WHAT TO WORK ON >> Repeat the records below exactly, line for line.

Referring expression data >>

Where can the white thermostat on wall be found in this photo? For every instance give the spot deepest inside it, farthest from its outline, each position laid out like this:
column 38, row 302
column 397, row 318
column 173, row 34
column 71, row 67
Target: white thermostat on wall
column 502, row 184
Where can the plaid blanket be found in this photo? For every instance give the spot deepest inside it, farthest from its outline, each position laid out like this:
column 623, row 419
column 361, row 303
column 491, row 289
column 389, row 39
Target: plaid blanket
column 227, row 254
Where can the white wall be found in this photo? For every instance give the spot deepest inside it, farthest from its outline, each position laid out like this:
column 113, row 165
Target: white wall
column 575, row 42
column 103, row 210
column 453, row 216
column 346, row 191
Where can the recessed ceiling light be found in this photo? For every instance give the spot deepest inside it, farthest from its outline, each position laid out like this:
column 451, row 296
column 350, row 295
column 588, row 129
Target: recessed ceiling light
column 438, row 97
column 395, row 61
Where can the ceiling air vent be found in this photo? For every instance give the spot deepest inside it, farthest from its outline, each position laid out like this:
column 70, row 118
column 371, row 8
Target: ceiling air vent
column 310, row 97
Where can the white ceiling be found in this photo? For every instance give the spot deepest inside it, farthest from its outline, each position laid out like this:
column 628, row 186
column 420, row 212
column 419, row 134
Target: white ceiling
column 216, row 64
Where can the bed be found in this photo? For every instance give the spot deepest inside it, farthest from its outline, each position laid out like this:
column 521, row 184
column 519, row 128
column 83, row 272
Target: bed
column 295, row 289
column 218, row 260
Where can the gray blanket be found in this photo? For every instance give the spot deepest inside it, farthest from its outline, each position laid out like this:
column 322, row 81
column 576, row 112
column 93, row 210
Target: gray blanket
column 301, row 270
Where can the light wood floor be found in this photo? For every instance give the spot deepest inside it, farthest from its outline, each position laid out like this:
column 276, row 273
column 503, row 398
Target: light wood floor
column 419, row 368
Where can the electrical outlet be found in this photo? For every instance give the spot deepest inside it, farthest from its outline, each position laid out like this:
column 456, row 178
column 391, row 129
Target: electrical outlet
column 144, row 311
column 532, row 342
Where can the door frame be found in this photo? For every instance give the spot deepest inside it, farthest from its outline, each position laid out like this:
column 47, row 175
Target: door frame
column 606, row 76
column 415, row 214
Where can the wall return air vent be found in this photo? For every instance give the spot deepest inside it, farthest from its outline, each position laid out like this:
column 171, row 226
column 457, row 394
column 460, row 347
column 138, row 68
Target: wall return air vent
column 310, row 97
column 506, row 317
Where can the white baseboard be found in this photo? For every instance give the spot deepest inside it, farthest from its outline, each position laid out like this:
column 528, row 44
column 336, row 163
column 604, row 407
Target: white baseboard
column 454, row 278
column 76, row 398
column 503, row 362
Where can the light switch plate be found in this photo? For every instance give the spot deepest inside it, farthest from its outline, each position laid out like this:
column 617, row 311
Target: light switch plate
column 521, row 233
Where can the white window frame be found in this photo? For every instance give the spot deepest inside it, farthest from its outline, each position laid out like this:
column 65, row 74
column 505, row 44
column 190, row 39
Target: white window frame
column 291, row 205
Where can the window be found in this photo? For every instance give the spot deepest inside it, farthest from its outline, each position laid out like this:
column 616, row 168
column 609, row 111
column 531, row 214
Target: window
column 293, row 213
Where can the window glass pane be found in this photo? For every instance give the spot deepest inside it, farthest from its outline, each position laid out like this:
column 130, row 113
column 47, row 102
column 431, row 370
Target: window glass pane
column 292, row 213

TASK RESULT >>
Where can the white thermostat on wall be found in this photo? For every instance give the spot deepest inside it, farthest from its outline, each position laid out like this:
column 38, row 302
column 397, row 318
column 173, row 34
column 71, row 67
Target: white thermostat on wall
column 502, row 184
Where can the plaid blanket be found in this photo? For every instance give the spot deepest inside it, farthest from its outline, each position laid out like this:
column 623, row 419
column 361, row 303
column 491, row 289
column 389, row 39
Target: plaid blanket
column 227, row 254
Where can the white wall be found in this photo? For every instance give the spot deepest inside it, farthest from its outline, each position laid out like this:
column 113, row 165
Target: white wall
column 575, row 42
column 103, row 210
column 453, row 216
column 346, row 191
Where can the recessed ceiling light be found in this photo? For every instance give the spot deepest inside it, farthest from its outline, each position laid out like this:
column 451, row 296
column 350, row 295
column 588, row 129
Target: recessed ceiling light
column 438, row 97
column 395, row 61
Where can the ceiling air vent be found in this photo? For every instance give the spot deepest inside it, farthest from its outline, each position laid out like this:
column 70, row 118
column 371, row 8
Target: ceiling air vent
column 310, row 97
Where can the white ceiling be found in this photo? For every instance give the spot deepest inside it, farthest from its outline, each position laid out like this:
column 628, row 186
column 420, row 212
column 419, row 134
Target: white ceiling
column 216, row 64
Where can the bed be found in this photo? For every instance give the spot deepest inside it, farthest from its outline, each position laid out like this:
column 521, row 184
column 519, row 128
column 83, row 272
Target: bed
column 295, row 289
column 218, row 260
Where can the gray blanket be found in this photo? For every instance give the spot deepest inside it, farthest from its outline, each position laid out like this:
column 322, row 81
column 576, row 112
column 93, row 210
Target: gray blanket
column 301, row 270
Where can the light wood floor be found in this photo? For every instance give the spot deepest inside it, farthest from its outline, each position laid out like this:
column 276, row 273
column 503, row 398
Target: light wood floor
column 419, row 368
Where can the electrical outlet be found in this photo? For every instance give the spot deepest inside it, farthest from its outline, each position laid out like this:
column 456, row 178
column 391, row 129
Target: electrical outlet
column 144, row 311
column 532, row 342
Where can the door frame be found in this photo? For every instance give the spot deepest inside it, farthest from its outline, each position laid out like this:
column 47, row 175
Target: door frame
column 606, row 76
column 415, row 214
Where can the wall return air vent be found in this photo? For every instance give the spot deepest inside it, farthest from its outline, each position laid out like this:
column 171, row 226
column 457, row 394
column 460, row 347
column 138, row 68
Target: wall return air vent
column 310, row 97
column 506, row 317
Where can the white baseboard be found in this photo? For every instance give the spot deepest inside it, farthest from its outline, each position laid out like this:
column 528, row 44
column 336, row 163
column 604, row 407
Target: white baseboard
column 454, row 278
column 76, row 398
column 503, row 362
Where can the light switch plate be found in this photo? For every instance give the spot deepest inside it, farthest from its outline, each position laid out like this:
column 617, row 311
Target: light switch plate
column 521, row 233
Where can the white window frame be found in this photo? For every instance give the spot deepest inside it, farthest from its outline, each position laid out like this:
column 65, row 74
column 505, row 44
column 190, row 39
Target: white window frame
column 291, row 205
Where can the window be found in this photo? For every instance give the spot deepest inside it, farthest from its outline, each position laid out like this:
column 616, row 168
column 609, row 111
column 531, row 214
Target: window
column 293, row 213
Where can the window glass pane be found in this photo? For every instance give the spot deepest inside it, farthest from its outline, each position laid out like this:
column 130, row 113
column 47, row 102
column 431, row 370
Target: window glass pane
column 292, row 213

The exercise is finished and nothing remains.